• Natural-language object grounding data

- - - - -

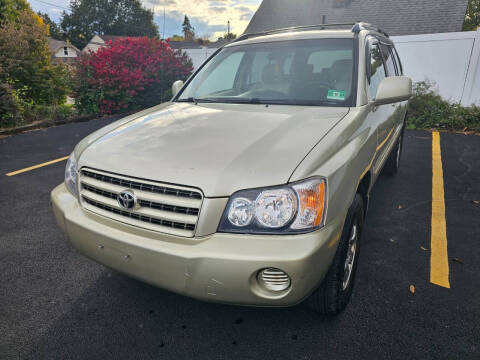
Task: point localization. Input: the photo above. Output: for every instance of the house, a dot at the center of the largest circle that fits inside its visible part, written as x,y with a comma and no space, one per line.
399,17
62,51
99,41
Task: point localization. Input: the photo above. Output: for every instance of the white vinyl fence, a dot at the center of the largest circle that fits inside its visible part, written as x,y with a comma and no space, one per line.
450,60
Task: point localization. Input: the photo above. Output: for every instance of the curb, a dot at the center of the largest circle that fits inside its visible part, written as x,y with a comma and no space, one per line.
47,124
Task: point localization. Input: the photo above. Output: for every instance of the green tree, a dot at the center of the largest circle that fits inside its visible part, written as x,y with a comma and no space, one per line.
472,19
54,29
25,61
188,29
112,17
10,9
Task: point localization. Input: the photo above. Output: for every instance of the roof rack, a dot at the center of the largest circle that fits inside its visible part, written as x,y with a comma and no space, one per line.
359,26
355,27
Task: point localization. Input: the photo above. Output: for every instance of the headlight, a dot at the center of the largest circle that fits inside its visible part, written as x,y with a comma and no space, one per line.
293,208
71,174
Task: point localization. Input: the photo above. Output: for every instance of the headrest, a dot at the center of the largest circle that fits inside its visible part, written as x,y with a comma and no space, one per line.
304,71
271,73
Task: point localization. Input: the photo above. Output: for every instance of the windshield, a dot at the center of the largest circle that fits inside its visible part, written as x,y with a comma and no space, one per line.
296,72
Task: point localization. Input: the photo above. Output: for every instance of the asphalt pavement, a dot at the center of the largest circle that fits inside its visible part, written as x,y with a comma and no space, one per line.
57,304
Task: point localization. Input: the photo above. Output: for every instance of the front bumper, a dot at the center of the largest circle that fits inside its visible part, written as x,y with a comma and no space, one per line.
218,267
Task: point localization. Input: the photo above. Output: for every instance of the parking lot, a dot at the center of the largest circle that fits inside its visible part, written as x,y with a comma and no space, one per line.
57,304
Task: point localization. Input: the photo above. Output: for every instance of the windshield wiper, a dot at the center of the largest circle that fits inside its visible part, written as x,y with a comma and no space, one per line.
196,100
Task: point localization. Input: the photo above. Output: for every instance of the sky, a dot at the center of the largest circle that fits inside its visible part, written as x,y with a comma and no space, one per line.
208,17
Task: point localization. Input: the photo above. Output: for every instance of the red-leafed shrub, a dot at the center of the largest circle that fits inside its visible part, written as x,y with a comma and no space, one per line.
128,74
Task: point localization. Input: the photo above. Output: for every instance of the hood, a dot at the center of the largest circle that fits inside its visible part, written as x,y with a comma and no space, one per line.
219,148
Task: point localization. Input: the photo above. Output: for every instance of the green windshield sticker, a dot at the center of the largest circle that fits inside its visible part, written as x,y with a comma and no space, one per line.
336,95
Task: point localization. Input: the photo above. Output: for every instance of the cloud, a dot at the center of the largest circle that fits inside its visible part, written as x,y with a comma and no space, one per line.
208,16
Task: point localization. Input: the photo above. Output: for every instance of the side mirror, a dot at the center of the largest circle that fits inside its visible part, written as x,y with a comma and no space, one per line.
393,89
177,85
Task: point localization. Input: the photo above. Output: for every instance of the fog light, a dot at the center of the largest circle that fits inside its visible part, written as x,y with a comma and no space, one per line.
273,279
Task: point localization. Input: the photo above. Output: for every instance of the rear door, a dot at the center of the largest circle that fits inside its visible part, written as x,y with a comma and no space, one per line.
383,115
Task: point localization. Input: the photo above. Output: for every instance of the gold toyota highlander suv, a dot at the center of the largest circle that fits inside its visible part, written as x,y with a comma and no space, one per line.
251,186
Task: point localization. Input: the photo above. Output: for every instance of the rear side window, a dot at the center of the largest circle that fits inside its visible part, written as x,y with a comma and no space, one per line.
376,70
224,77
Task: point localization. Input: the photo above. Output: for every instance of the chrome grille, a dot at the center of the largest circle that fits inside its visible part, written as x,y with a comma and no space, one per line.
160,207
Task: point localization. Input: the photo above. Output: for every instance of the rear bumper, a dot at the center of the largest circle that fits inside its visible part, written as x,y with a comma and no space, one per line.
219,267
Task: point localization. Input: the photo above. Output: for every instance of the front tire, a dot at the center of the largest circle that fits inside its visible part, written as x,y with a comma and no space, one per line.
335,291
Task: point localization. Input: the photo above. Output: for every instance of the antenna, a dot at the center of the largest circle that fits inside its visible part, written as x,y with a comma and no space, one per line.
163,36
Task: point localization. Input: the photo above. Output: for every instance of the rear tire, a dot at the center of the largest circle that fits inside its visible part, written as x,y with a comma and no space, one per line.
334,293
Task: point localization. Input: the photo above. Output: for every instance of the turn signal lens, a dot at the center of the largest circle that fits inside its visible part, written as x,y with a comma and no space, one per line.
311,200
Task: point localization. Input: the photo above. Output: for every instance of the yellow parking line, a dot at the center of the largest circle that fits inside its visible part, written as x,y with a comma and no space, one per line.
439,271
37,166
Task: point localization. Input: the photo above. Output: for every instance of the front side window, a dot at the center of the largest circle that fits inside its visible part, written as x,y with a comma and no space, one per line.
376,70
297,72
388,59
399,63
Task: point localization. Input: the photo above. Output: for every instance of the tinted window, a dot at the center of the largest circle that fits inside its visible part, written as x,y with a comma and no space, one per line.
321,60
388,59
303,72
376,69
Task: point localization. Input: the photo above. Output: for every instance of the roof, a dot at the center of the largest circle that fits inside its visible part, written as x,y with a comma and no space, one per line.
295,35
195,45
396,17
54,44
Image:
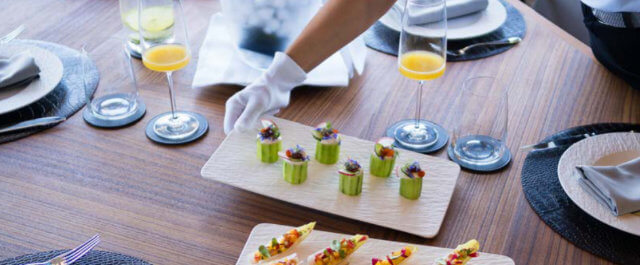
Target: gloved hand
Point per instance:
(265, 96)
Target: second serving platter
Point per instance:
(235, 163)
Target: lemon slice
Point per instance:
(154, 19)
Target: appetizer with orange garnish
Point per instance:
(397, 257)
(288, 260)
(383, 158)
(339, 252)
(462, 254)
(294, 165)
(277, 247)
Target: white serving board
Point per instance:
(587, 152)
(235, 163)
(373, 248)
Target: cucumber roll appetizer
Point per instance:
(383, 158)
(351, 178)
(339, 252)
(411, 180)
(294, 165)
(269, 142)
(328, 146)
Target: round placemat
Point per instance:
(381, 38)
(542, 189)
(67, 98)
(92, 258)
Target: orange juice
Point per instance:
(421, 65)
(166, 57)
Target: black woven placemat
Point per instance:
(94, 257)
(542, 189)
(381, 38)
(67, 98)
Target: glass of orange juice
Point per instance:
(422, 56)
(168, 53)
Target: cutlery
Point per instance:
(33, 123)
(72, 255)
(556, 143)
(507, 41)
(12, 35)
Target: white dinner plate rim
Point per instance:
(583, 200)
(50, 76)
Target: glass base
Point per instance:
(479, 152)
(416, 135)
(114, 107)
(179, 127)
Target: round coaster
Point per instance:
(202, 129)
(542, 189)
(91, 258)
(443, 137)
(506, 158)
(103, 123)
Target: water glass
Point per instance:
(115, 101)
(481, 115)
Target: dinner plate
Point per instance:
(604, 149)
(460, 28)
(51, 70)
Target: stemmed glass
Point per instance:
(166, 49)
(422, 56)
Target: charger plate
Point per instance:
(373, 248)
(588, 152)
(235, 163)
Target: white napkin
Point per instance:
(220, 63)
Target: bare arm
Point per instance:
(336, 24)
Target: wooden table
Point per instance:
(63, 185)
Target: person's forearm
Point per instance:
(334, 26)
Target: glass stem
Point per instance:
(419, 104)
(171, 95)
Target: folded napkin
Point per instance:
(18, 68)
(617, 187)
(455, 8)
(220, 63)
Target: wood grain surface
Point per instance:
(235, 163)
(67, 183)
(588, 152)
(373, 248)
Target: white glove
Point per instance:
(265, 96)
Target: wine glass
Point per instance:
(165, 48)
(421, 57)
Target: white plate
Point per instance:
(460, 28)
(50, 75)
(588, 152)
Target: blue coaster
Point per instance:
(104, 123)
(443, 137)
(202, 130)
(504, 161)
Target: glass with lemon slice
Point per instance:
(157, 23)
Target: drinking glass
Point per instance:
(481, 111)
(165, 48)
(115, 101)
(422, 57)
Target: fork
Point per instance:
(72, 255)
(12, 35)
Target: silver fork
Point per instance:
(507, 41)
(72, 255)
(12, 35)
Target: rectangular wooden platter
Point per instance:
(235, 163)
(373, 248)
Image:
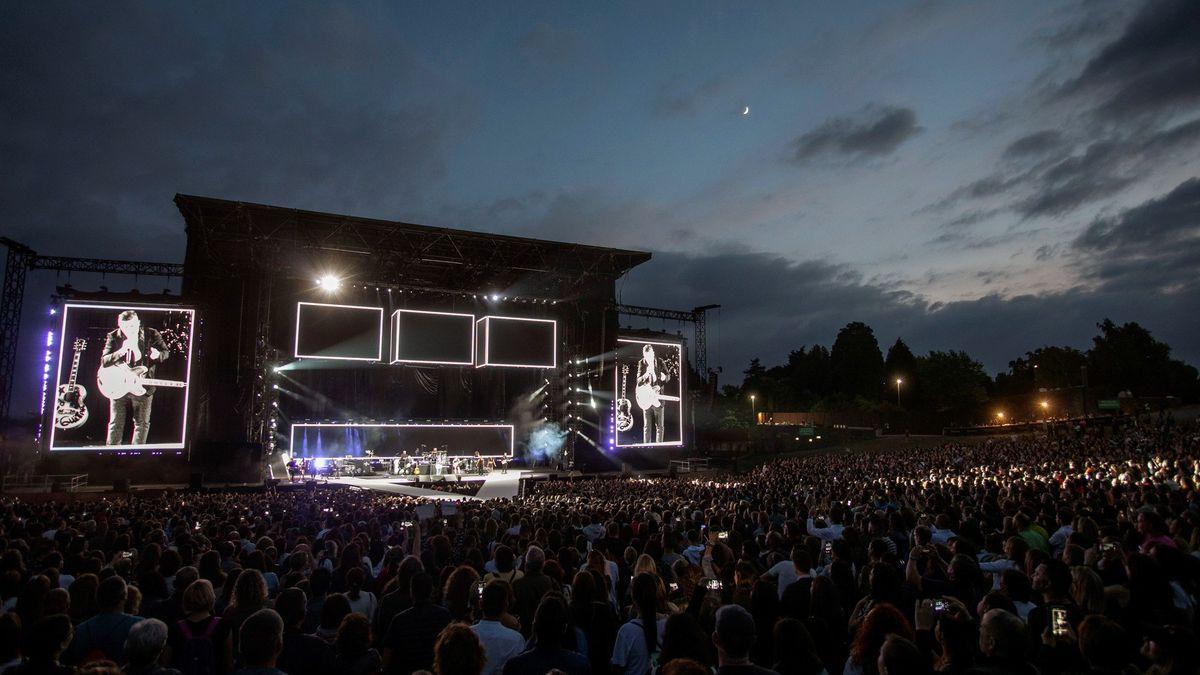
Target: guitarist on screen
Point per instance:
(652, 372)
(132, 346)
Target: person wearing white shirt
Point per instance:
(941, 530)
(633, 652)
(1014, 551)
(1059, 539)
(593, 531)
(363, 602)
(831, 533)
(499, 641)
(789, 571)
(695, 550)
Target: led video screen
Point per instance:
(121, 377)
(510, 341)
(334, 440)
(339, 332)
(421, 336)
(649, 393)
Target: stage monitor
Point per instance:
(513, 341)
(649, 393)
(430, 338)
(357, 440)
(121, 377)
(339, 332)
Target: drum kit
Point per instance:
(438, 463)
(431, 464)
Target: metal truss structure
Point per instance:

- - - - -

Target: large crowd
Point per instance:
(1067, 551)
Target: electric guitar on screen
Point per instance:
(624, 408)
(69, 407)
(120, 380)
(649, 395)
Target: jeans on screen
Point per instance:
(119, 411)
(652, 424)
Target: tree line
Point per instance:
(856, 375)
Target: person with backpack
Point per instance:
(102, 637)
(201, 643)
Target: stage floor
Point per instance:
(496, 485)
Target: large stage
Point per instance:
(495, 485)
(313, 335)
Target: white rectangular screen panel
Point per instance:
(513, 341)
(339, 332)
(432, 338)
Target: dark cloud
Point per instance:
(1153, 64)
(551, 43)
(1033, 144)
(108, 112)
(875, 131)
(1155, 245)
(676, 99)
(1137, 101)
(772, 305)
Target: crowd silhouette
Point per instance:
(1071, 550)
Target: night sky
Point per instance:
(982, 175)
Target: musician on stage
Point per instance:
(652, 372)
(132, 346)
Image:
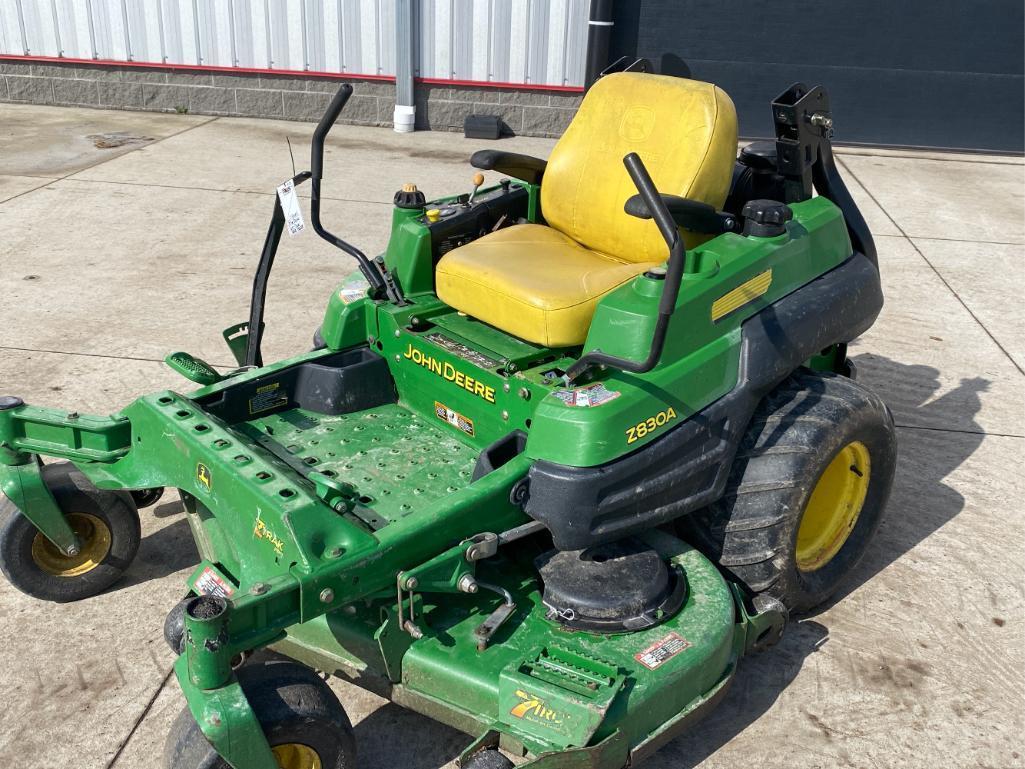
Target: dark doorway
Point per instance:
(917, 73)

- - - - -

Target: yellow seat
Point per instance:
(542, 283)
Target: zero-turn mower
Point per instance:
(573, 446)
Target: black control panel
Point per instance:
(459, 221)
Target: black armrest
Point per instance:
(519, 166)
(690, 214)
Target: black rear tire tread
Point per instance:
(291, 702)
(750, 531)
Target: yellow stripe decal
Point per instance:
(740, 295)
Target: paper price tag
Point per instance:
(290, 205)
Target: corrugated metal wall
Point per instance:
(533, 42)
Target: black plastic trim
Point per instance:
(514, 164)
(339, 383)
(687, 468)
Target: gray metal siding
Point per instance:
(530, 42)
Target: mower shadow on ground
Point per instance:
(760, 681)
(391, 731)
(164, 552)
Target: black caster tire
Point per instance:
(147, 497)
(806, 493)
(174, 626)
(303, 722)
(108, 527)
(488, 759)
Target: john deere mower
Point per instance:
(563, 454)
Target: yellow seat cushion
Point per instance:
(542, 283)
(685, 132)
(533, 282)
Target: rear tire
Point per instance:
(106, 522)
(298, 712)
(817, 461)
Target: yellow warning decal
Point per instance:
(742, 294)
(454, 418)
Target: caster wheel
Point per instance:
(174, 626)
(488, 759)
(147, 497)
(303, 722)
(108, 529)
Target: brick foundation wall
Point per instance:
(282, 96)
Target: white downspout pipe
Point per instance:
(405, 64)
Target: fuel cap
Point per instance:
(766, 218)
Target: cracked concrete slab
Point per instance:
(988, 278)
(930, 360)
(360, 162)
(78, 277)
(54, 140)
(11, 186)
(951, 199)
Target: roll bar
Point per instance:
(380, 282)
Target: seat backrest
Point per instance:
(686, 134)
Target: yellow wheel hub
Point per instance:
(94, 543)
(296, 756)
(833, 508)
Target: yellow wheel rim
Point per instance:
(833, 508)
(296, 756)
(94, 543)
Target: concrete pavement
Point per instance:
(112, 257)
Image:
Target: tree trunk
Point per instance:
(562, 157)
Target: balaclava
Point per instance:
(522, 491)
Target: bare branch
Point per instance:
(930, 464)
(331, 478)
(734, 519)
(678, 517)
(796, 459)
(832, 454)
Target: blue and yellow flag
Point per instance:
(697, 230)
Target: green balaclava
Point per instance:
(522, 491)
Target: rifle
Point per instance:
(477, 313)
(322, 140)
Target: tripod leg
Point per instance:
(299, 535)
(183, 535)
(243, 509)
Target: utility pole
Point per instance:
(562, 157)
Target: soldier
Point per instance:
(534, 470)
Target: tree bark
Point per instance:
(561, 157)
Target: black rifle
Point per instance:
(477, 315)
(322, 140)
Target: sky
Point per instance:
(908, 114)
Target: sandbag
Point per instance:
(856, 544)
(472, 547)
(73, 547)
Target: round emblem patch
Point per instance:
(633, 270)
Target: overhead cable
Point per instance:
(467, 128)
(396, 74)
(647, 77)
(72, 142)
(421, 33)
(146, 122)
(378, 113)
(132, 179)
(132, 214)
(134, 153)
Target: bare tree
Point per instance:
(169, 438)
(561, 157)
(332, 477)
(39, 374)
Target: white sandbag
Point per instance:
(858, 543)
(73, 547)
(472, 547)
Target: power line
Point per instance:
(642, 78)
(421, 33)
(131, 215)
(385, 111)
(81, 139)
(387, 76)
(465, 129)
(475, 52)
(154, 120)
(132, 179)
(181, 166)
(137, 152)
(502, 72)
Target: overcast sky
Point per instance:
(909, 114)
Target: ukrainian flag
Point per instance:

- - - - -

Copy out the range of lines above starting at the line with "Target: yellow seat cushion" and ending at the line with "Target: roll bar", exactly and including both.

Target: yellow seat cushion
Point per instance:
(542, 283)
(685, 132)
(533, 282)
Target: rear tire
Point per instance:
(106, 522)
(298, 712)
(817, 461)
Target: yellow warning decal
Point per instance:
(742, 294)
(454, 418)
Target: caster wheel
Point per instance:
(174, 626)
(488, 759)
(147, 497)
(303, 722)
(108, 529)
Target: brick foundation wall
Point per instance:
(282, 96)
Target: white downspout pipe
Point per instance:
(405, 64)
Target: fuel cap
Point per instance:
(766, 218)
Target: cracked concrete slab
Point per instance:
(988, 278)
(930, 360)
(360, 162)
(78, 277)
(54, 140)
(11, 186)
(951, 199)
Target: roll bar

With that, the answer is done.